[Stored items]

-.-.-

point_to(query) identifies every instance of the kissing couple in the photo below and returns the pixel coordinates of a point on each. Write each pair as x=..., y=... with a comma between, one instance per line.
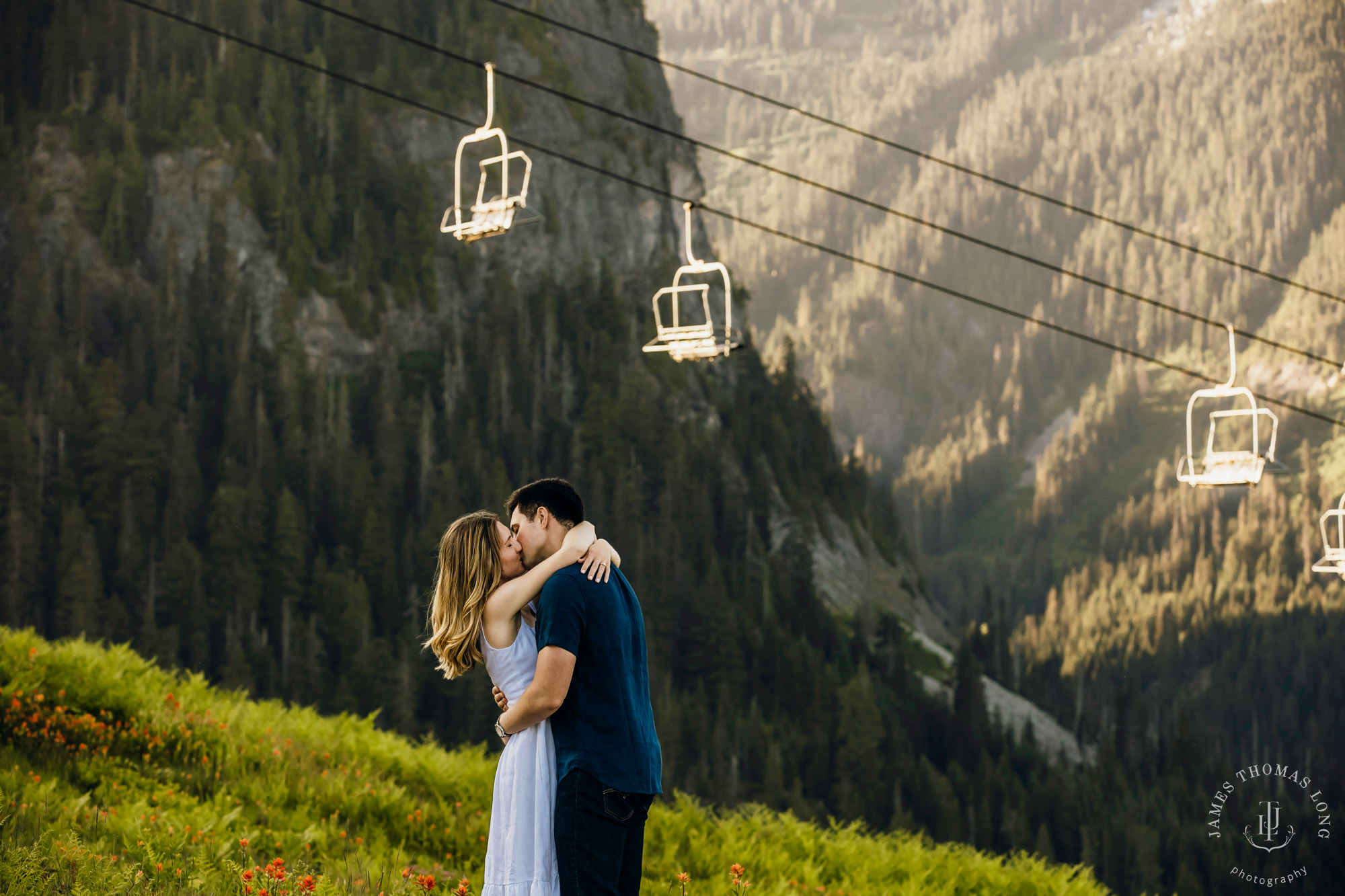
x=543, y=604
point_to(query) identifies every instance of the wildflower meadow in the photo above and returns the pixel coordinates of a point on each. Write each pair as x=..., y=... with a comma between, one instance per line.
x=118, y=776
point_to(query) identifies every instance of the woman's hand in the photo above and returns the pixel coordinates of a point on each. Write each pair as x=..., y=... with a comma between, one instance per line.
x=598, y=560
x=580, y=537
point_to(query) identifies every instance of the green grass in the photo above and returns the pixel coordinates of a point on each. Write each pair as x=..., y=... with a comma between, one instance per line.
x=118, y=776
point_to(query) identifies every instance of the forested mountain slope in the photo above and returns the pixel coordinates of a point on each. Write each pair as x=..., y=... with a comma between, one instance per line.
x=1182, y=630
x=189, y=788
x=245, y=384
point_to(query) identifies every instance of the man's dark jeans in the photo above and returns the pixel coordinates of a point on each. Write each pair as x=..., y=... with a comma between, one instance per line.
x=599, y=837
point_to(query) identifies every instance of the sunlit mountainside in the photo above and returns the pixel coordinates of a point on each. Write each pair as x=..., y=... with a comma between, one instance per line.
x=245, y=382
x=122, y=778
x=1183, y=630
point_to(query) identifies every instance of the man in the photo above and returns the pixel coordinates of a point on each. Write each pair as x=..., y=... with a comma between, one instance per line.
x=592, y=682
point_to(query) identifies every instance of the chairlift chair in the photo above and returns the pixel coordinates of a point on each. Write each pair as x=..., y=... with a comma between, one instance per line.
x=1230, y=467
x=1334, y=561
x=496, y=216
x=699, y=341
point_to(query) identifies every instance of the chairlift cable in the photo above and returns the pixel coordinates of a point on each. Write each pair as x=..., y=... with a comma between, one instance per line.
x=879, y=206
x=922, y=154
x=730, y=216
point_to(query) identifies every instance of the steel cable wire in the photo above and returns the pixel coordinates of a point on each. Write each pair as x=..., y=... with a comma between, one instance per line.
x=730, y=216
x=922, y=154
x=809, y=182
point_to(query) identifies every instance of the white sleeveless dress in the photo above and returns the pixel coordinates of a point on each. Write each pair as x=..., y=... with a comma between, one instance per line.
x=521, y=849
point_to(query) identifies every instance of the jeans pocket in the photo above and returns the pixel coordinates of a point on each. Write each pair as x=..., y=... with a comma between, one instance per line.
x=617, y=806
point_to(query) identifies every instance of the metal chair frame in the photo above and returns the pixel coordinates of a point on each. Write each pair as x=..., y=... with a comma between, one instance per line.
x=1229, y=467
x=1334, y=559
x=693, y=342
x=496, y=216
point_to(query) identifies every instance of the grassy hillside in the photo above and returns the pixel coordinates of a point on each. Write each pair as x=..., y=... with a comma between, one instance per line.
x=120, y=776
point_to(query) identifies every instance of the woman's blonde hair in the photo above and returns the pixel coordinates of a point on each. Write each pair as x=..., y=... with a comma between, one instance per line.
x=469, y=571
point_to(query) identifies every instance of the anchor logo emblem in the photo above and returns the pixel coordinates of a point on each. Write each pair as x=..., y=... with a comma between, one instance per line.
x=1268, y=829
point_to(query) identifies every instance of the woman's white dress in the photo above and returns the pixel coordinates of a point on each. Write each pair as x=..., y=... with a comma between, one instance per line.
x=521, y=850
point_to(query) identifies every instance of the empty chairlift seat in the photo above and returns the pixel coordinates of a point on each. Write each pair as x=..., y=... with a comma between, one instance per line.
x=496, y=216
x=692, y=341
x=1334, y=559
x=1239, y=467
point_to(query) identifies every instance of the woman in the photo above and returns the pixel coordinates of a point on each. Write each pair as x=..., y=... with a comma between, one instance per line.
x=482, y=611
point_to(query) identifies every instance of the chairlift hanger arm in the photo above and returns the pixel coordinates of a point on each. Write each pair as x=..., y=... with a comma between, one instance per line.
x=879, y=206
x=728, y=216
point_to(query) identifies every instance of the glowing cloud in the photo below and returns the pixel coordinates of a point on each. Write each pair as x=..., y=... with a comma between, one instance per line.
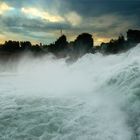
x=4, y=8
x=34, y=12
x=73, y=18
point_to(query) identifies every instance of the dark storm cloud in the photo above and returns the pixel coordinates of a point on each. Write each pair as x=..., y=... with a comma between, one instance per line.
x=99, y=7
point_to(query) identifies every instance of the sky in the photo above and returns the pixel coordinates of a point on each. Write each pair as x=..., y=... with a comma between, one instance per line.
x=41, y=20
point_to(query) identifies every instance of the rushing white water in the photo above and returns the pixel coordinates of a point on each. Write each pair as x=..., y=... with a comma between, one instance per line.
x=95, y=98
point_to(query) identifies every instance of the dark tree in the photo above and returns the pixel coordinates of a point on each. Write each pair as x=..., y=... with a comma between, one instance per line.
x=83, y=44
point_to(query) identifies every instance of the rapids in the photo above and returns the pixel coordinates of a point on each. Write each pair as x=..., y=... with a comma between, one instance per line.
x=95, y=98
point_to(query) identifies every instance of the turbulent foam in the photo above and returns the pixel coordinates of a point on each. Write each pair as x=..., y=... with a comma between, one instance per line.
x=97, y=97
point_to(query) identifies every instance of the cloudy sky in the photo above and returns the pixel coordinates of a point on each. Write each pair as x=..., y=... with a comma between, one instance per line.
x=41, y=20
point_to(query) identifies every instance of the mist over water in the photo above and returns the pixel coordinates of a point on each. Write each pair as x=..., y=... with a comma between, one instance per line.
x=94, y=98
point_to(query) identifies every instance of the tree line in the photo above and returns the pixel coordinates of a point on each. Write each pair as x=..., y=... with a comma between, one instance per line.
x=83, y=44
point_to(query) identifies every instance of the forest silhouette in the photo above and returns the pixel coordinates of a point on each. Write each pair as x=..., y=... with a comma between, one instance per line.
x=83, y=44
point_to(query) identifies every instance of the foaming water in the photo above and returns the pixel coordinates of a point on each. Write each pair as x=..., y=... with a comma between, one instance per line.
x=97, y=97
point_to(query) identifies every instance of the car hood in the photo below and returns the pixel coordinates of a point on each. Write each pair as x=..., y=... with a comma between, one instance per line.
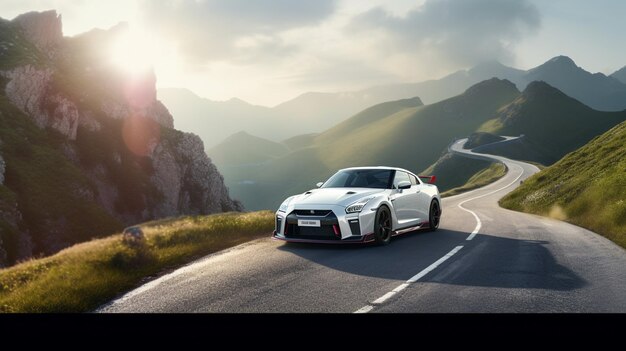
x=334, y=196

-.-.-

- Instructions for the task
Rewrite all the records above, changing "pixel coordinates" to "image coordinates" wherever it occurs and leaving everything else the same. Omit the pictures.

- The output
point_to(query) identifies every instance of the kissing couple in the photo below and returns the image coordinates of a point on each. Write each pair as x=..., y=... with a comma between, one instance per line.
x=543, y=604
point_to(query) identifies every instance of the wildflower meadow in the photo above and returns the image coordinates of a point on each. Write each pair as x=..., y=... with a comma between, one instance per line.
x=118, y=776
point_to(query) identifies every instance of the woman's hand in the photo above and returns the image coordinates of a point on each. Write each pair as x=..., y=... with a comma between, one instance per line.
x=598, y=560
x=580, y=537
point_to(query) identifies every instance of the green grass in the photo above and returns the image coordinates of a point on each. Write each pair as x=..., y=... with a comma between, one instance per line.
x=118, y=776
point_to(query) identifies every instance of the forested mountain slope in the photo above and returns the image coordinates of a point on each. Write each pair as x=..., y=... with a comma between, one instance per line.
x=1182, y=630
x=189, y=788
x=245, y=384
point_to(query) identifies every instance of the man's dark jeans in the photo above and returns the image coordinates of a point on each. Write each pair as x=..., y=... with a comma between, one instance per line.
x=599, y=837
point_to(query) identifies every instance of the sunlit mountainside in the photo above and returns the image coordinates of a point on each. Write each pair as x=..., y=... with a comma between, one instance per line.
x=245, y=382
x=122, y=778
x=1183, y=630
point_to(query) identifies every instance of the man in the photo above and returns the image coordinates of a point on each. Write each pair as x=..., y=... with a comma between, one instance per line.
x=592, y=682
point_to(query) identifies every instance of the chairlift chair in the photo above and returns the image coordinates of a point on each. Write each pair as x=..., y=... with a comma between, one instance per line.
x=1230, y=467
x=1334, y=561
x=496, y=216
x=699, y=341
point_to(query) identifies every instance of the chairlift cable in the photo above and returns the image coordinates of a point on each. Write each pair as x=..., y=... with a comma between, one instance per line.
x=879, y=206
x=922, y=154
x=730, y=216
point_to(query) identifies every instance of the steel cable wire in the photo above and returns the image coordinates of a point on each. Write each pair as x=..., y=... with a comma between, one instance per line.
x=730, y=216
x=922, y=154
x=809, y=182
point_to(query) identifies every instance of the white sleeveless dress in the photo above and returns the image coordinates of a point on each. Write each pair as x=..., y=... with a comma between, one instance per line.
x=521, y=849
point_to(query) identifies every instance of the jeans pocket in the photo above and returns the image coordinates of a point on each. Write each pair as x=..., y=... with a comma between, one instance per line.
x=617, y=806
point_to(query) identifies every instance of the metal chair frame in the photo above and returns the image coordinates of a point on each. Write each pair as x=..., y=... with a comma between, one instance per line.
x=1229, y=467
x=1334, y=559
x=693, y=342
x=496, y=216
point_to(query) identifies every instance of the grassy hillside in the photo above and returns the image coordinates of a point on each. Write each pair as x=..., y=... with a comma between, one instance per line.
x=120, y=776
point_to(query) identifies every instance of the woman's blonde hair in the photo above and returns the image coordinates of a point on each. Write each pair as x=..., y=... with a comma between, one instance per line.
x=469, y=571
point_to(query) identifies every instance of the anchor logo emblem in the photo above and returns the image coordinates of a point on each. Write each pair as x=..., y=... with a comma between, one instance per line.
x=1268, y=829
point_to(query) identifies every instance of the woman's white dress in the photo above and returns the image coordinates of a point on each. Write each pair as x=..., y=... with a comma between, one instance per line.
x=521, y=850
point_to(query) identifies every instance of the empty chairlift seat in the photo above and returns the image coordinates of a point on each. Write each pair as x=..., y=... with a comma between, one instance per line.
x=496, y=216
x=692, y=341
x=1334, y=559
x=1239, y=467
point_to(query) identifies every instance of the woman in the photo above and returns the image coordinates of a point on each. Write each pair as x=..., y=... with a comma between, one instance per line.
x=482, y=611
point_to(query) identifies every instance of the chairlift hanger arm in the photo above and returns the image coordinates of a point on each. Write each pair as x=..., y=... with a comma between, one instance per line.
x=879, y=206
x=728, y=216
point_to(query) identifies every instance of the glowing cloud in the photo below and returns the image coordinates of a point on each. Write each pair as x=..., y=... with a comma between, one instance per line.
x=4, y=8
x=34, y=12
x=73, y=18
point_to(query) identifies every instance of the dark storm cloud in the photo above and returns the image coordinates of a point on each. Write each pair as x=..., y=... with a comma between, one instance per line.
x=99, y=7
point_to(query) identifies every instance of the sky in the photo above and returns the image coordinates of a point on each. Write each pair as x=..., y=... with a comma between, one instance per line.
x=41, y=20
point_to(query) identifies every instance of the rushing white water in the photo above and returns the image coordinates of a point on each. Write each pair as x=..., y=... with a comma between, one instance per line.
x=95, y=98
point_to(query) identifies every instance of the dark tree in the photo above and returns the image coordinates of a point on each. Write each pair as x=..., y=... with a comma between, one instance per line.
x=83, y=44
point_to(query) identifies every instance of the rapids in the photo above and returns the image coordinates of a point on each. Write each pair as x=..., y=... with a comma between, one instance per line.
x=95, y=98
point_to(query) identifies every instance of the turbulent foam in the photo above and returns the image coordinates of a point on each. Write each pair as x=..., y=... with a comma between, one instance per line.
x=97, y=97
point_to(query) identifies every instance of the cloudy sky in the photo above and returns the image coordinates of a point on each. Write each pair as x=..., y=... with a comma between, one instance per line.
x=41, y=20
point_to(query) identifies every instance of the mist over water in the photo above and returns the image coordinates of a point on each. Write each pair as x=..., y=... with a comma between, one instance per line.
x=94, y=98
point_to(query) identifies every instance of the tree line in the photo above and returns the image coordinates of a point on each. Write each pair as x=..., y=... with a comma between, one instance per line.
x=83, y=44
point_to(query) identifies every instance of the forest silhouette in the photo above and returns the image coordinates of a point on each. Write each pair as x=..., y=... with a comma between, one instance per line.
x=83, y=44
point_to(query) identifies every instance of the foaming water in the photo above and returns the image coordinates of a point on each. Write each pair as x=..., y=... with a comma between, one instance per line.
x=97, y=97
point_to(query) identifies every instance of the car hood in the photo below and returns the image coordinates of a point on each. Write each pair as x=..., y=... with a comma between, one instance per line.
x=334, y=196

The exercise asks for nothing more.